Set problem a:
Decide whether each statement below agrees with the functional block description: (i) The processor 11 functionally includes an output control unit 17. (ii) The input data acquisition unit 14 supplies the input data Di only to the importance degree calculation unit 15. (iii) Each section of sample data has a predetermined time length obtained by equally dividing the input data Di. Answer yes or no for each, and quote the words of the description that decide it.

Document section:
FIG. 3 is an example of a functional block of the processor 11 of the information processing device 1. The processor 11 of the information processing device 1 functionally includes an input data acquisition unit 14, an importance degree calculation unit 15, an attention part identification unit 16, and an output control unit 17. In FIG. 3, the blocks to exchange data are connected to each other by solid line. However, the combinations of blocks to exchange data are not limited as shown in FIG. 3. The same applies to other functional block diagrams to be described later.


The input data acquisition unit 14 acquires the input data Di and supplies the acquired input data Di to the importance degree calculation unit 15 and the output control unit 17. In this case, for example, the input data acquisition unit 14 acquires the video data received from an external device through the interface 13 as the input data Di. In another example, the input data acquisition unit 14 acquires, as the input data Di, the video data specified by the input signal S2 generated based on the user input to the input device 2 from among the video data stored in the storage device 4 or in the memory 12.


The importance degree calculation unit 15 calculates the degree of importance, in time series, of the input data Di based on the input data Di supplied from the input data acquisition unit 14. Then, the importance degree calculation unit 15 supplies information (also referred to as “importance degree information Ii”) indicating the calculated degree of importance in time series to the output control unit 17. In this case, the importance degree calculation unit 15 configures the importance degree inference engine by referring to the importance degree inference engine information D1, and generates the importance degree information Ii obtained by inputting the input data Di to the importance degree inference engine. For example, data (also referred to as “sample data”) that is each section with a predetermined time length obtained by equally dividing the input data Di is inputted to the importance degree inference engine. Here, the importance degree inference engine is a learning model learned to infer, when the sample data is inputted thereto, the degree of importance in the section corresponding to the inputted sample data. In this case, for example, the importance degree calculation unit 15 acquires the degree of importance, in the time series, of the input data Di by sequentially inputting all the sample data, which obtained by dividing the input data Di in section units, to the importance degree inference engine.

Set problem b:
Copy out, unchanged, the stretch of the records from their first line through the line that contains "345,514,457,533".

Input material:
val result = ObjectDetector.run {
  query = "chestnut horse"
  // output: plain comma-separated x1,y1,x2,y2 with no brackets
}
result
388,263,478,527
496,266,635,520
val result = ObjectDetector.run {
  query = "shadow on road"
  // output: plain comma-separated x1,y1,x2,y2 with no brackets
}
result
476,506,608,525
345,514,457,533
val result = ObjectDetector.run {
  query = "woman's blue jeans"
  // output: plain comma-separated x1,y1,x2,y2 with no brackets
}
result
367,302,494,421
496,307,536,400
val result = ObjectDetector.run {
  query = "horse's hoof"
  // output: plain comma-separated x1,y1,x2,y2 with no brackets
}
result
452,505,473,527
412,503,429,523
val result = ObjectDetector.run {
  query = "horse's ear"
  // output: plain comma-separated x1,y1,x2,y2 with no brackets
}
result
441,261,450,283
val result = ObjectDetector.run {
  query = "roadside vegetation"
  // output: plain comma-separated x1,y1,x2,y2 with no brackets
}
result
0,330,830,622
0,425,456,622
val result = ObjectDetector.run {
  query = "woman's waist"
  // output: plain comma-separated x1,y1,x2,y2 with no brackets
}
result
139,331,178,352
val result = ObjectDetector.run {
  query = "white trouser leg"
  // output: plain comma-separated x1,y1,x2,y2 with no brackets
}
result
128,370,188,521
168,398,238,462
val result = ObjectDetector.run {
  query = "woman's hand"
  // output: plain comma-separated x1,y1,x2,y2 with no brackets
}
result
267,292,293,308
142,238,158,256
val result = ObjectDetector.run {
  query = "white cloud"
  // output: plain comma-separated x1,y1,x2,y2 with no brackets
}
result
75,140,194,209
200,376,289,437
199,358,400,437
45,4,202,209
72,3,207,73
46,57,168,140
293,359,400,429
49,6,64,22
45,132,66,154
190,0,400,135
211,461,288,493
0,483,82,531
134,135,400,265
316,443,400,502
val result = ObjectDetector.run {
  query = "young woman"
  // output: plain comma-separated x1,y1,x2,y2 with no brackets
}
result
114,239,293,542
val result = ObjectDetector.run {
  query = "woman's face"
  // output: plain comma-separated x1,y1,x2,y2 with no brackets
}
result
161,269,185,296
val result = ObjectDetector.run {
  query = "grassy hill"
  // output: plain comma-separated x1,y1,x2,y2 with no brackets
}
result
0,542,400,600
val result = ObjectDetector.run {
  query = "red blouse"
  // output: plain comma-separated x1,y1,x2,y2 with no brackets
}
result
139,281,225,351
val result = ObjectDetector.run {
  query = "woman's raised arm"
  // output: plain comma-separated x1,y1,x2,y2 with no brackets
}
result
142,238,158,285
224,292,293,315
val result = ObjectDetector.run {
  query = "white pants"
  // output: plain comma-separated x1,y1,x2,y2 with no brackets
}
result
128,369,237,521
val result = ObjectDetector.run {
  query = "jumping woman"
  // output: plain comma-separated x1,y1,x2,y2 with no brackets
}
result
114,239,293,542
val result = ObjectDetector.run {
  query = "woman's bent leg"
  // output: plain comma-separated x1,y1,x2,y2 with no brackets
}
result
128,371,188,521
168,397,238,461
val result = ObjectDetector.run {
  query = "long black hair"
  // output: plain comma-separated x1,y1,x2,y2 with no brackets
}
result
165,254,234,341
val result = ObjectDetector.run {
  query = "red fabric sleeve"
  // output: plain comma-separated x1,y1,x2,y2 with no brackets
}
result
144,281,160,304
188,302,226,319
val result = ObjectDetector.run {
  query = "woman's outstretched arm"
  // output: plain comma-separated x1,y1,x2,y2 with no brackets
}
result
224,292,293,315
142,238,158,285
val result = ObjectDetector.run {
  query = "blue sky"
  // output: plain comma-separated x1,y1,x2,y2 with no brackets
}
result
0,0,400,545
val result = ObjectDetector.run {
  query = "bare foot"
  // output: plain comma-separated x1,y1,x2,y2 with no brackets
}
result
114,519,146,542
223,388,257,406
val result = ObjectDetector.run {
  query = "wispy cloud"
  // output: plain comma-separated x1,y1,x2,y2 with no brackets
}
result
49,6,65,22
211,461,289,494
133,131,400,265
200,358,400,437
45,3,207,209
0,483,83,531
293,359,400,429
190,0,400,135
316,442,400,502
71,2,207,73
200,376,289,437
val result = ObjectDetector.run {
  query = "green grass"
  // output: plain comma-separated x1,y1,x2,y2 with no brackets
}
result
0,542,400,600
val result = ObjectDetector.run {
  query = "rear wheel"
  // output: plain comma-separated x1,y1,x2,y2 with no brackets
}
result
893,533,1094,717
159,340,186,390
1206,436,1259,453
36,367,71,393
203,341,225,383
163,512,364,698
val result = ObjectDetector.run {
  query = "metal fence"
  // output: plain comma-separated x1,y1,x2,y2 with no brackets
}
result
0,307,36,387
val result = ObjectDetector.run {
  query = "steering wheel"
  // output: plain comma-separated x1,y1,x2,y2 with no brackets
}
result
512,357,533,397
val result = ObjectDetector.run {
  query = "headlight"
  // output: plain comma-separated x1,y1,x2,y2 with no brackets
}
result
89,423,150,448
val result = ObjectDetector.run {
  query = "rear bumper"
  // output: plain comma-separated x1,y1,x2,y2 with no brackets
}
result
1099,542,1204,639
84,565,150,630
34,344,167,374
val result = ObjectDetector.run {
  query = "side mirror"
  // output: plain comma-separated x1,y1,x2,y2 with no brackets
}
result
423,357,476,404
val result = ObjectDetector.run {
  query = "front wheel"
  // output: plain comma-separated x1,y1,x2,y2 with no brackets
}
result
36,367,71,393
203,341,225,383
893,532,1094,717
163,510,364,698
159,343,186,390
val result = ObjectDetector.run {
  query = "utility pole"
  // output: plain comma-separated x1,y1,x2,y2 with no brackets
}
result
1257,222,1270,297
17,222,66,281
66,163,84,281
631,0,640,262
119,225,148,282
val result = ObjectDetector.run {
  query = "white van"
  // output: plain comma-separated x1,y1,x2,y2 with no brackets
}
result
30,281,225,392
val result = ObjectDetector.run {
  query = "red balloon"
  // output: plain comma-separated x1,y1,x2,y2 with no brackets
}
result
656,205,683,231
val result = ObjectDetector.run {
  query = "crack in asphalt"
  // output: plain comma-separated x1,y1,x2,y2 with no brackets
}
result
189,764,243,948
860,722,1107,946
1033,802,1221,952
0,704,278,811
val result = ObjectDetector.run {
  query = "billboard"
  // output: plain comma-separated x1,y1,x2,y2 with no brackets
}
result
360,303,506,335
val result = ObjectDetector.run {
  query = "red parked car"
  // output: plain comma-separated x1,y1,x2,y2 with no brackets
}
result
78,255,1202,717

Final result a:
(i) Yes: "The processor 11 of the information processing device 1 functionally includes an input data acquisition unit 14, an importance degree calculation unit 15, an attention part identification unit 16, and an output control unit 17."
(ii) No: "supplies the acquired input data Di to the importance degree calculation unit 15 and the output control unit 17"
(iii) Yes: "each section with a predetermined time length obtained by equally dividing the input data Di"

Final result b:
val result = ObjectDetector.run {
  query = "chestnut horse"
  // output: plain comma-separated x1,y1,x2,y2 with no brackets
}
result
388,263,478,527
496,266,635,520
val result = ObjectDetector.run {
  query = "shadow on road"
  // output: plain comma-separated x1,y1,x2,y2 with no brackets
}
result
476,506,608,525
345,514,457,533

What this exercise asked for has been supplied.